### Listed entries:

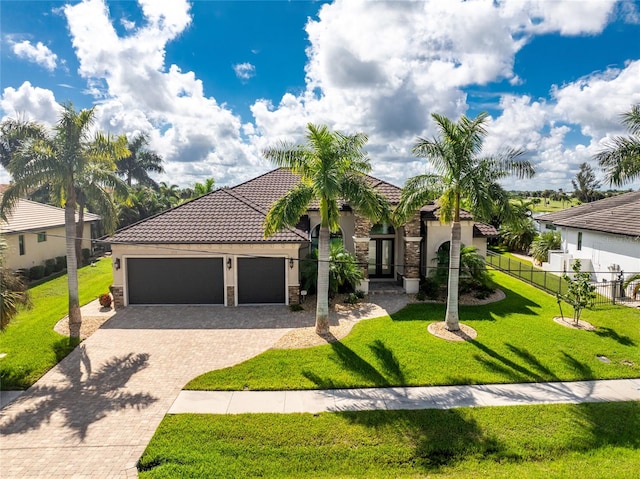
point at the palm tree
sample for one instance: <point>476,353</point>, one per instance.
<point>332,167</point>
<point>13,292</point>
<point>140,161</point>
<point>62,159</point>
<point>463,179</point>
<point>621,157</point>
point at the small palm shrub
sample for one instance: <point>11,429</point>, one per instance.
<point>344,272</point>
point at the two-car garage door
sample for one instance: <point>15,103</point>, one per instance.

### Given task:
Could you rewrite the records from their start through the line containing "<point>621,157</point>", with both ends included? Keep the requests, leave out the pictures, and shift every coordinate in the answers up by 84, without changing the numbers in the requests or their format samples.

### Solved problem:
point at the palm tree
sample for one instance: <point>476,353</point>, one per instance.
<point>416,251</point>
<point>97,376</point>
<point>224,245</point>
<point>146,243</point>
<point>547,263</point>
<point>705,241</point>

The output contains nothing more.